**Work to complete**
Reproduce the records exactly, beginning with their first line and ending with the line that contains "Target: green plant sprout", and output nothing more.

(Data entries)

--- START ---

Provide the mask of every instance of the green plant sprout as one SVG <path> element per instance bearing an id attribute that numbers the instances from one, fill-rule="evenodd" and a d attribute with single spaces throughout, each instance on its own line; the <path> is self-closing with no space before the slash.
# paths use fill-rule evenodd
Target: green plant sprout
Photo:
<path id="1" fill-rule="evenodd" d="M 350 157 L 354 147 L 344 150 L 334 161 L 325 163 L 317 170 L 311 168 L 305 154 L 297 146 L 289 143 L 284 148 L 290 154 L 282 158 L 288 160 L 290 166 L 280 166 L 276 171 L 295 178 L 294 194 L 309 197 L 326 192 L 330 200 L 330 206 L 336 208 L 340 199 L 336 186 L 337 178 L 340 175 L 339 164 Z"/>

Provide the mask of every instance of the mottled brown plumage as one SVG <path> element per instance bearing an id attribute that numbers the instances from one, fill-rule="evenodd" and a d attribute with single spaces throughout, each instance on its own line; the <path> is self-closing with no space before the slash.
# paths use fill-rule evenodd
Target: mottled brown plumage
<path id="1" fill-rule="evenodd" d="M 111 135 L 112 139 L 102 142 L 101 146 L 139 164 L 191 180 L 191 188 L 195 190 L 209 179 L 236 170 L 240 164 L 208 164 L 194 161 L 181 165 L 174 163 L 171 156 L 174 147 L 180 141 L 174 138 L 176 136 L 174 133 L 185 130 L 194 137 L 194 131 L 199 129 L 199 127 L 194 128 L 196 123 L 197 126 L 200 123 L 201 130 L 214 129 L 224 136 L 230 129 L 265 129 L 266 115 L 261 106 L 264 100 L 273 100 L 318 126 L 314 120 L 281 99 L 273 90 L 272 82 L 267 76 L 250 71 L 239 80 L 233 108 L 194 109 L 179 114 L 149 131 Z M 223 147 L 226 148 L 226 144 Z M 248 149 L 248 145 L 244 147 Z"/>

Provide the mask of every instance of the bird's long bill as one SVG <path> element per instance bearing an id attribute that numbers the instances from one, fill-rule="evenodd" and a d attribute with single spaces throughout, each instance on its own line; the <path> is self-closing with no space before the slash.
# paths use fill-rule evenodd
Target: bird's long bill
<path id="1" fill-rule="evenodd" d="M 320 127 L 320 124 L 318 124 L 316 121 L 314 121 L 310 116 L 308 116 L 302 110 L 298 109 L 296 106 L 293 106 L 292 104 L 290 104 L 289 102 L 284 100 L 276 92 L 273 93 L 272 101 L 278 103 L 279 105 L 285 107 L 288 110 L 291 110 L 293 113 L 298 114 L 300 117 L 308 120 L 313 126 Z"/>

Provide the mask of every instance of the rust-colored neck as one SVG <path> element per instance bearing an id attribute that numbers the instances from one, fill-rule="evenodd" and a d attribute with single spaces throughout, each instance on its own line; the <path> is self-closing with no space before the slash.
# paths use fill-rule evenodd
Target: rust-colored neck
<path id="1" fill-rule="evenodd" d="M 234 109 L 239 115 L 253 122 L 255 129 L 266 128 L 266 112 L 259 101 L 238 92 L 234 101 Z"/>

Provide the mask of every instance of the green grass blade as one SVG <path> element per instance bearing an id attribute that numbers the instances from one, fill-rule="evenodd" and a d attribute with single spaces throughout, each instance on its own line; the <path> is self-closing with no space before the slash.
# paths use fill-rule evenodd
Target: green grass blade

--- END ---

**Task answer**
Provide the mask of every instance of the green plant sprout as one SVG <path> element per instance bearing an id attribute that numbers the instances from one, fill-rule="evenodd" and a d attribute with single spaces throughout, each instance on its own line; the <path> is self-closing with no space before the slash.
# paths use fill-rule evenodd
Target: green plant sprout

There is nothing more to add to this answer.